Passage:
----------------

The curious fact about the consciousness debate is that in spite of the absence of a physical theory
There is a physical theory, and it has been presented over a hundred times in this thread alone.
among the proponents of Strong AI, this doesn't seem to be even relevant.
Non-sequitur.
Physics is treated as a sideline to the combination of computing and philosophy.
Completely wrong. Information theory is a physical theory.
This is so deeply ingrained that anyone pointing out that there is no physical theory of consciousness is accused of all kinds of strange evils
Like being wrong.
mysticism, dualism and irrationality.
Perhaps those as well, but certainly wrong.
The reaction is perhaps because the truth is so obvious.
And wrong.
There is no physical theory of consciousness, and we know this because the physicists aren't talking about it.
You have no idea whatsoever what a physical theory is, do you? Why on
Earth do you think physicists should be talking about consciousness?
The germ theory of disease is a physical theory. Evolution is a physical theory. Do physicists study these?
Why is there no physical theory?
There is. You're wrong.
Mostly because the real-world definitions aren't tight enough.
Your definitions are entirely absent. Ours work just fine.
The theory of computation is in essence mathematical.
Wrong!
Mapping a computation onto a real world process is easily done, but expressing the computation in a physical sense is another matter.
That's information theory.
It's not that computation is difficult to find in the universe - rather, it's universal.
In some senses, yes.
In a physical sense, the components of a computer thrown on the floor are performing computation just as much as a working machine.
Completely wrong in every respect.

----------------

Stored items from a collection:
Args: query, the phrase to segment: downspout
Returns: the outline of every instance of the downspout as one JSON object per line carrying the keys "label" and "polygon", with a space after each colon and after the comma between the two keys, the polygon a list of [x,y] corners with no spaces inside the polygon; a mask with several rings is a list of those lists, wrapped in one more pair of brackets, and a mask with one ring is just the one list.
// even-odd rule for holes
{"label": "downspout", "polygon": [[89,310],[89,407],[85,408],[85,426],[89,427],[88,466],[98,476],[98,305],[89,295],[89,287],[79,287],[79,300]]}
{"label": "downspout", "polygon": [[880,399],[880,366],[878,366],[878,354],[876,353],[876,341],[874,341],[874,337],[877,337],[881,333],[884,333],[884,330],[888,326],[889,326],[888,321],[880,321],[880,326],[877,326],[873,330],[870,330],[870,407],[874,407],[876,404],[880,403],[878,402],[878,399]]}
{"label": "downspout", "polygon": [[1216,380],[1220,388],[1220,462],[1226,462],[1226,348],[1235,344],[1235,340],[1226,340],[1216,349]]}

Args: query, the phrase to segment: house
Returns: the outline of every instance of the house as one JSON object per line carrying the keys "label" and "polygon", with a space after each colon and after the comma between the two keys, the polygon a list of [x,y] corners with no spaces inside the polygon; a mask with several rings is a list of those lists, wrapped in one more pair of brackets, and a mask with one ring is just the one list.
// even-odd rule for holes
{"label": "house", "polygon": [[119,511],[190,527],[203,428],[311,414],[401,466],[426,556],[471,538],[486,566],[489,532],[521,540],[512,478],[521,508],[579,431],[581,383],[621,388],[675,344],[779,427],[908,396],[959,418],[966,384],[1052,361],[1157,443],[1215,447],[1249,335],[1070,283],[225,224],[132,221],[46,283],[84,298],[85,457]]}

----------------

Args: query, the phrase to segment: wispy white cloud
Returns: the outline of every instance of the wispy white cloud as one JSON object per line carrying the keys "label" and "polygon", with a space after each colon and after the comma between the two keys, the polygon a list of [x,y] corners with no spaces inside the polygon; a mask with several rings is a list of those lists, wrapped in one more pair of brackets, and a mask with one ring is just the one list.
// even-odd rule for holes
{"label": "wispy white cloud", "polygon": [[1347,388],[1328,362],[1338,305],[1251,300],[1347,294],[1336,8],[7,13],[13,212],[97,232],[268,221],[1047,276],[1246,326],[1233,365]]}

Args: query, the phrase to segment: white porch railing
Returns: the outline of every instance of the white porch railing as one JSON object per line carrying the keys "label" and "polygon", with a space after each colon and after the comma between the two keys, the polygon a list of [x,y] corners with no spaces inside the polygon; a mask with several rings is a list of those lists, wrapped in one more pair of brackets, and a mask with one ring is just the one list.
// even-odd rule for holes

----------------

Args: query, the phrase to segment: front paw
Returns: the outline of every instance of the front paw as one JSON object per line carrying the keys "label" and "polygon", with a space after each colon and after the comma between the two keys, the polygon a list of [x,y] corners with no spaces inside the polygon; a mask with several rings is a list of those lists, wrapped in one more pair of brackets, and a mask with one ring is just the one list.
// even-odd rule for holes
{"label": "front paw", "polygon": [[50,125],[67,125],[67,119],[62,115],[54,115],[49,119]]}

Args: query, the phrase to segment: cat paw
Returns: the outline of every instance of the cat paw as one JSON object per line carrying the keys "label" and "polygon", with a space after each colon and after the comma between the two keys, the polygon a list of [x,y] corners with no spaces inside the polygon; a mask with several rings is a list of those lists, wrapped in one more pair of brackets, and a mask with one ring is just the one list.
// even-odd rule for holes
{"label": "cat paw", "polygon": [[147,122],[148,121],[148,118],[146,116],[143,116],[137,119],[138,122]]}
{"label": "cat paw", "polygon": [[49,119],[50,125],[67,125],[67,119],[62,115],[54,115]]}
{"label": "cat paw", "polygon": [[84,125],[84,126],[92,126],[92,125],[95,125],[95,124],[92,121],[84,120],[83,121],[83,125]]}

----------------

Required action A:
Answer these questions from the exchange on the consciousness debate:
(i) Which theory is described as "in essence mathematical"?
(ii) Which theory does the reply call a physical theory in response to the line "Physics is treated as a sideline to the combination of computing and philosophy"?
(iii) Which two theories are offered as examples of physical theories, alongside the question of whether physicists study them?
Required action B: Please continue the exchange on the consciousness debate from the point where it stops.

Result A:
(i) The theory of computation.
(ii) Information theory.
(iii) The germ theory of disease and evolution.

Result B:
Again, I put to you the simple question: If you take a couple of million transistors, diodes, resistors and capacitors, and a few hundred miles of wire, and just dump them all on the floor, do you get a working computer?
Why or why not?
No. It's a series of unfounded, logically unconnected, and for the most part, flat-out factually untrue assertions.
The supposed materialists, trying to devise a theory that makes man nothing special, have ended up putting man right at the heart of their theory.
Wrong.
They restrict consciousness to a tiny area of the universe.
Wrong.
Unknown anywhere but where life exists - but then capable of being manufactured in the simplest of machines.
Consciousness is unknown anywhere except where consciousness exists. Yeah. What a surprise.
It is, I suppose, possible, that consciousness is a physical property which is inextricably linked to life.
That is completely unrelated to
anything we have said.
But we don't yet know that, and it seems a rash assumption that it cannot exist under other physical configurations.
We have pointed out repeatedly that it does exist in non-living systems.
Since you have completely failed to respond to any of the other points in the argument, it is not all that surprising that you also miss the most important one.